START SOURCE DATA
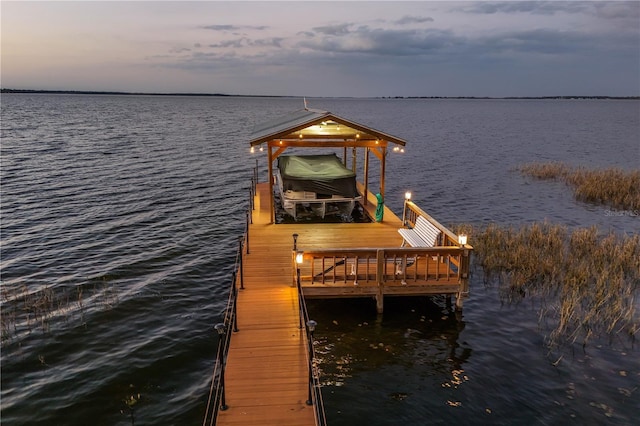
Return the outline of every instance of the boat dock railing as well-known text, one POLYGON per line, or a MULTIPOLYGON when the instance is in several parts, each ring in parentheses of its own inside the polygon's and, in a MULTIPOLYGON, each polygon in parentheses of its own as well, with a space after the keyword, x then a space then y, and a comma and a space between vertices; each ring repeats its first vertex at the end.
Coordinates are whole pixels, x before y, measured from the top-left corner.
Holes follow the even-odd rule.
POLYGON ((307 405, 313 406, 315 424, 317 426, 326 426, 327 421, 324 412, 324 401, 322 399, 322 391, 320 385, 320 372, 315 356, 315 347, 313 332, 315 331, 317 323, 309 318, 307 311, 307 304, 304 299, 302 286, 300 285, 300 271, 297 270, 296 282, 298 287, 298 305, 300 307, 300 328, 304 327, 307 342, 309 343, 307 349, 307 363, 309 366, 309 395, 307 396, 307 405))
MULTIPOLYGON (((440 222, 431 217, 427 212, 418 207, 416 203, 411 200, 406 200, 404 203, 404 210, 402 212, 403 225, 412 228, 415 227, 416 221, 419 216, 427 219, 433 226, 441 231, 439 241, 436 242, 437 246, 460 246, 460 243, 458 242, 458 236, 456 234, 454 234, 450 229, 442 225, 440 222)), ((466 245, 466 247, 469 250, 473 249, 469 245, 466 245)))
POLYGON ((255 197, 258 191, 258 160, 256 160, 256 166, 253 168, 251 175, 251 187, 249 188, 249 207, 247 208, 247 222, 244 229, 244 241, 247 254, 249 254, 249 225, 253 223, 253 211, 256 209, 255 197))
POLYGON ((301 250, 297 258, 303 285, 459 284, 469 276, 469 251, 459 246, 335 248, 301 250))
MULTIPOLYGON (((245 233, 245 235, 248 235, 245 233)), ((226 410, 226 395, 224 384, 224 368, 229 352, 229 344, 233 332, 238 332, 237 317, 237 300, 238 300, 238 283, 240 288, 244 288, 244 277, 242 274, 242 253, 245 245, 245 238, 241 238, 236 251, 236 260, 231 274, 231 285, 229 288, 229 298, 227 306, 224 310, 223 322, 215 325, 218 333, 219 344, 216 355, 216 364, 211 376, 211 388, 209 390, 209 398, 207 400, 207 408, 205 411, 203 426, 216 424, 219 410, 226 410)))

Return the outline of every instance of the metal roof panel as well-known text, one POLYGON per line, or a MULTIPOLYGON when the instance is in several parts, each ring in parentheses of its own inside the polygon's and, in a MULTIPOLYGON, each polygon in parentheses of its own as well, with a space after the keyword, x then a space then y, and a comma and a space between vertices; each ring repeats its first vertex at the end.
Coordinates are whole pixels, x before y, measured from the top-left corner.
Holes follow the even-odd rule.
POLYGON ((313 123, 316 120, 323 119, 330 115, 327 111, 318 109, 301 109, 292 113, 280 116, 274 120, 256 124, 251 134, 251 144, 255 142, 264 142, 270 136, 279 135, 290 129, 296 129, 307 123, 313 123))
POLYGON ((354 121, 338 117, 337 115, 332 114, 328 111, 311 108, 297 110, 292 113, 277 117, 274 120, 257 124, 253 128, 253 133, 251 135, 251 140, 249 143, 252 146, 259 145, 272 139, 284 137, 289 133, 305 129, 314 124, 319 124, 324 120, 336 121, 345 126, 358 129, 362 132, 366 132, 377 138, 384 139, 398 145, 404 146, 406 143, 403 139, 391 136, 384 132, 380 132, 368 126, 358 124, 354 121))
END SOURCE DATA
→ **ABOUT THIS TASK**: All lines from the one containing "Return the outline of every instance of the metal" through the last line of the data, both included, are to be retyped exactly, and no other line belongs in the answer.

→ **RESPONSE**:
Return the outline of every instance of the metal roof panel as well-known text, one POLYGON per line, or a MULTIPOLYGON when the instance is in several parts, each ring in parentheses of its own inside the polygon's and, in a MULTIPOLYGON, each polygon in parentheses of its own as well, with a space after the keyword, x then a space then y, and a comma and a space between vertices; each ring repeats its first vertex at the end.
Coordinates are whole pixels, x before y, measured from the top-left corner.
Holes follow the even-odd rule.
POLYGON ((313 123, 316 120, 323 119, 330 115, 327 111, 318 109, 301 109, 292 113, 280 116, 274 120, 256 124, 251 134, 251 144, 255 142, 264 142, 270 136, 279 135, 290 129, 296 129, 307 123, 313 123))
POLYGON ((354 121, 338 117, 337 115, 332 114, 328 111, 311 108, 297 110, 292 113, 277 117, 274 120, 257 124, 253 128, 253 133, 251 135, 251 140, 249 143, 252 146, 259 145, 272 139, 284 137, 289 133, 305 129, 314 124, 319 124, 324 120, 336 121, 345 126, 358 129, 362 132, 366 132, 377 138, 384 139, 398 145, 404 146, 406 143, 403 139, 391 136, 384 132, 380 132, 368 126, 358 124, 354 121))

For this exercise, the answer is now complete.